* Begin Records supplied *
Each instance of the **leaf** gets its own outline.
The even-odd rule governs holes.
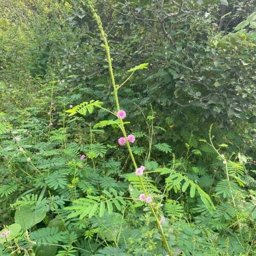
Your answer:
[[[71,116],[75,115],[77,113],[79,113],[81,115],[85,116],[87,111],[91,114],[93,111],[95,107],[100,107],[103,104],[103,102],[99,102],[98,100],[95,101],[92,100],[90,102],[84,102],[79,105],[75,106],[72,108],[66,110],[66,112],[67,113],[70,113],[69,116]]]
[[[160,143],[154,145],[154,146],[158,150],[162,151],[162,152],[164,152],[166,154],[171,153],[172,151],[171,147],[166,143]]]
[[[138,66],[136,66],[134,67],[133,67],[131,69],[129,69],[127,72],[134,72],[136,70],[141,70],[143,69],[145,69],[148,68],[148,63],[143,63]]]
[[[107,206],[108,207],[108,212],[110,215],[111,215],[113,212],[113,207],[111,202],[109,201],[106,201]]]
[[[192,198],[195,196],[195,184],[193,183],[190,187],[190,197]]]
[[[19,224],[23,230],[41,222],[46,215],[46,210],[40,209],[33,210],[32,207],[29,205],[21,205],[15,212],[15,222]]]
[[[105,204],[104,202],[101,202],[99,206],[99,216],[102,218],[104,215],[105,213]]]
[[[227,0],[221,0],[221,4],[228,6],[228,2]]]
[[[186,180],[184,183],[184,184],[182,186],[182,188],[181,188],[181,190],[182,191],[182,192],[184,192],[188,188],[188,187],[189,186],[189,185],[190,183],[190,181],[189,180]]]
[[[38,243],[56,244],[63,240],[64,235],[66,233],[66,231],[59,232],[57,227],[47,227],[40,228],[32,232],[30,239]]]
[[[248,24],[249,21],[247,20],[243,20],[243,21],[240,22],[234,28],[234,30],[235,31],[240,30],[240,29],[243,29]]]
* End Records supplied *
Please transcribe the lines of the data listing above word for word, from the first one through the line containing "The even-odd rule governs holes.".

# Result of the exercise:
Each instance of the **leaf** gets its own outline.
The even-odd rule governs holes.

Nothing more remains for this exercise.